-- AIM --
In the fashion blog excerpt, which celebrity-turned-designer is called the most credible?

Naomi Campbell at L.A.M.B. show

So peace was made all in the name of fashion, I suppose. (Though I should note that Naomi’s wearing possibly the most unflattering outfit in the show. So there!)

But it was a good thing that no blood was shed or lambs slaughtered — you never know when Naomi’s concerned — because the L.A.M.B. show was, well, if not B-A-N-A-N-A-S, it was pretty great. Okay, maybe not the shiny track suits necessarily — Gwen can get away with that but not the rest of us non-pop-stars — but there were some pieces I can’t wait to get my hands on: the Swiss Miss cardi, the Missoni-like print hoodie, the navy scalloped jacket, the corsage-like scarf.

Of all the celebs-turned-designers out there, Gwen’s the most credible, hands-down. I mean, can you see Diddy in an atelier, fretting over the fit of a bias cut? Even JLo could be spotted in Juicy sweats when her line was selling its own knock-off version. You actually see Gwen wearing her own clothes most of the time. And that’s about as good an endorsement as you can get!

Paint It Black

Friday, September 16th, 2005

It just doesn’t matter how hard you try. Sure, the pastel pinks and pale yellows and pea greens look great at the beginning of spring, and the crimsons and golds and aubergines look great at the beginning of fall — you see them on the runway and then on the store racks and you think, “Hmmm. I could get into that.” And early on you may even make an impulse buy of something vibrantly hued. But somewhere along the way, it’s back to black.

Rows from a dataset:

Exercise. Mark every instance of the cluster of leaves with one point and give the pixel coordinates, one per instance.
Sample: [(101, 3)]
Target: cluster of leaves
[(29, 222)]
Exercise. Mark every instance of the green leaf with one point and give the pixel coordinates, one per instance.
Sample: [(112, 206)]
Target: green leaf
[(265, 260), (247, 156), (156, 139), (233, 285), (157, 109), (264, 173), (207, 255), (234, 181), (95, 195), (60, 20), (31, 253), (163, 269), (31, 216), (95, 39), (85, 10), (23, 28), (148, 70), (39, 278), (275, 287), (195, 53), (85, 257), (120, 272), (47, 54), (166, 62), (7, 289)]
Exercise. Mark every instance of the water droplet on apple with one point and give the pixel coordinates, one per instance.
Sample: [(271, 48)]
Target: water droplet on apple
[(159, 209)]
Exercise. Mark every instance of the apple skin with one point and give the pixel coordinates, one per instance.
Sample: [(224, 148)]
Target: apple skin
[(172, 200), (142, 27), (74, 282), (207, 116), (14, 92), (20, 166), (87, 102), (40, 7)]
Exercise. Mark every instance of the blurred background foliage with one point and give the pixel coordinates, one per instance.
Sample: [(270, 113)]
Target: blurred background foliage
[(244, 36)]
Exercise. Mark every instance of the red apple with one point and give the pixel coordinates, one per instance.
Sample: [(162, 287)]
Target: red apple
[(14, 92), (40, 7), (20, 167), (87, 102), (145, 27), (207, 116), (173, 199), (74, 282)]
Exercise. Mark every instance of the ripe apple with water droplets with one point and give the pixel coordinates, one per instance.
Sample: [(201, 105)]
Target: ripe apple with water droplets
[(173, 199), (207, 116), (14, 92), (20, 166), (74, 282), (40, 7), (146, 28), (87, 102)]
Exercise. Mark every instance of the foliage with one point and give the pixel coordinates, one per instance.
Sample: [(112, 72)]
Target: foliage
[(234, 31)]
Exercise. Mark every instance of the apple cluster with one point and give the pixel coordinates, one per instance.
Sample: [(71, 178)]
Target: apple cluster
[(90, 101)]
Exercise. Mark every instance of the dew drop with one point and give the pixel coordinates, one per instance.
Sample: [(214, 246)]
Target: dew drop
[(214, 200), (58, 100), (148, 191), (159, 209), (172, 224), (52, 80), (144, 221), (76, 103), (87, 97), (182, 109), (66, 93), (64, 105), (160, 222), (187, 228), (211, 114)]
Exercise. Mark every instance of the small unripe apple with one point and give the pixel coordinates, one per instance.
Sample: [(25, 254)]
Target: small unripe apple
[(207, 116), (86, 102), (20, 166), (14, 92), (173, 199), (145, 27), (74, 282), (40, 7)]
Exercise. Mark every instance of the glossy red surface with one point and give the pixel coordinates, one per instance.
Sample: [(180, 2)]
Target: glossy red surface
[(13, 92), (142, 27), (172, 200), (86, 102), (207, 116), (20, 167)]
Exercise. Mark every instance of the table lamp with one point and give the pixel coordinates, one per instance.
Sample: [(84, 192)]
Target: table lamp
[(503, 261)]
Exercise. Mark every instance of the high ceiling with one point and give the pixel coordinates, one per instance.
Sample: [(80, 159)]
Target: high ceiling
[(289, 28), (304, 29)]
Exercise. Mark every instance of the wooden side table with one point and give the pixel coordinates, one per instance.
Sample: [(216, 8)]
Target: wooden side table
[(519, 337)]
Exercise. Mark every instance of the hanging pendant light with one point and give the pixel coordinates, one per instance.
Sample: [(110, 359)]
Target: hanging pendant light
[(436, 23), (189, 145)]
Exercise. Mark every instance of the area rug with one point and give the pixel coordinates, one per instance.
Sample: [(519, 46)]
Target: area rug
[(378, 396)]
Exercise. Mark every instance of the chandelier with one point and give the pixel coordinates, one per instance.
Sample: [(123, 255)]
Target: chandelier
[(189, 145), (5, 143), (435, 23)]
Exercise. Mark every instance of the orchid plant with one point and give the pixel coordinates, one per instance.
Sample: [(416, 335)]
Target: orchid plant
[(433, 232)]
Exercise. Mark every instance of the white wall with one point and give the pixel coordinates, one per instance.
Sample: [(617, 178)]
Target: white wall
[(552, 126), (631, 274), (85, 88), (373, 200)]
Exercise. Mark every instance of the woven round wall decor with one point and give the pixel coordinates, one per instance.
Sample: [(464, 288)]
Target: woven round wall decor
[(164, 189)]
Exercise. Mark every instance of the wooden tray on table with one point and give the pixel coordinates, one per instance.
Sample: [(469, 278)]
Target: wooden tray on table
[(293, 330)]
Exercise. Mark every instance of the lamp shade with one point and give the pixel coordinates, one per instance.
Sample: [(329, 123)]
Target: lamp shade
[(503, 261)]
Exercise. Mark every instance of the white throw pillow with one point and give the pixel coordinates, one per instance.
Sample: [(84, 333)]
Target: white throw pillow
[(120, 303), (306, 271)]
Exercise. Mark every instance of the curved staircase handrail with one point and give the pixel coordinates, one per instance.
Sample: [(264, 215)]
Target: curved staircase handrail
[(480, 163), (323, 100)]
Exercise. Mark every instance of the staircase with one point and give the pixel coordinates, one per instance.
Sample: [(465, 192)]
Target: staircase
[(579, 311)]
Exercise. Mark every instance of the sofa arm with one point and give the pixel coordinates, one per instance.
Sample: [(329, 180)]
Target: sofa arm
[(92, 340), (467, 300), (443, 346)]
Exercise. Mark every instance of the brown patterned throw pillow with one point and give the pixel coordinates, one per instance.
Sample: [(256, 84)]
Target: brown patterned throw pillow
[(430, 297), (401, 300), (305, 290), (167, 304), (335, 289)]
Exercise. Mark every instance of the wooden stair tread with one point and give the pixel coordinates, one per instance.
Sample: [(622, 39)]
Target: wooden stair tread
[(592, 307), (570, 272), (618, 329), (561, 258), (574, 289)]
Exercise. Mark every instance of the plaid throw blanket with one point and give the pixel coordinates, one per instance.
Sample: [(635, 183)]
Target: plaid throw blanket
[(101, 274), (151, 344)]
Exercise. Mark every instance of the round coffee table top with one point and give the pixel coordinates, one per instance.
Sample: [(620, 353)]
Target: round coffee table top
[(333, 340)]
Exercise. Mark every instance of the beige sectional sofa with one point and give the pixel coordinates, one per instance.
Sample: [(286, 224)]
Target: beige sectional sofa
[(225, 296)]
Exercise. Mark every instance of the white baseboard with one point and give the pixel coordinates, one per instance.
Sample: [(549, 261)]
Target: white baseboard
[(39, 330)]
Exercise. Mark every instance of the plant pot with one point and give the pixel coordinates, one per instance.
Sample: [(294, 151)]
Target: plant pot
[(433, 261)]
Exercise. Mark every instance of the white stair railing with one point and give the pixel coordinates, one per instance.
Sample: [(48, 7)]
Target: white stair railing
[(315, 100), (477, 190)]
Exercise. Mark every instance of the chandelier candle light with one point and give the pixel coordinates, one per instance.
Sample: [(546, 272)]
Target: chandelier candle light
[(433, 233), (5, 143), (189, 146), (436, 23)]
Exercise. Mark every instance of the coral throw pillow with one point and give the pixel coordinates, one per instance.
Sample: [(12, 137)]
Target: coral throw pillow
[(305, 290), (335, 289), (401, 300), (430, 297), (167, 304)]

-- THE SOLUTION --
Gwen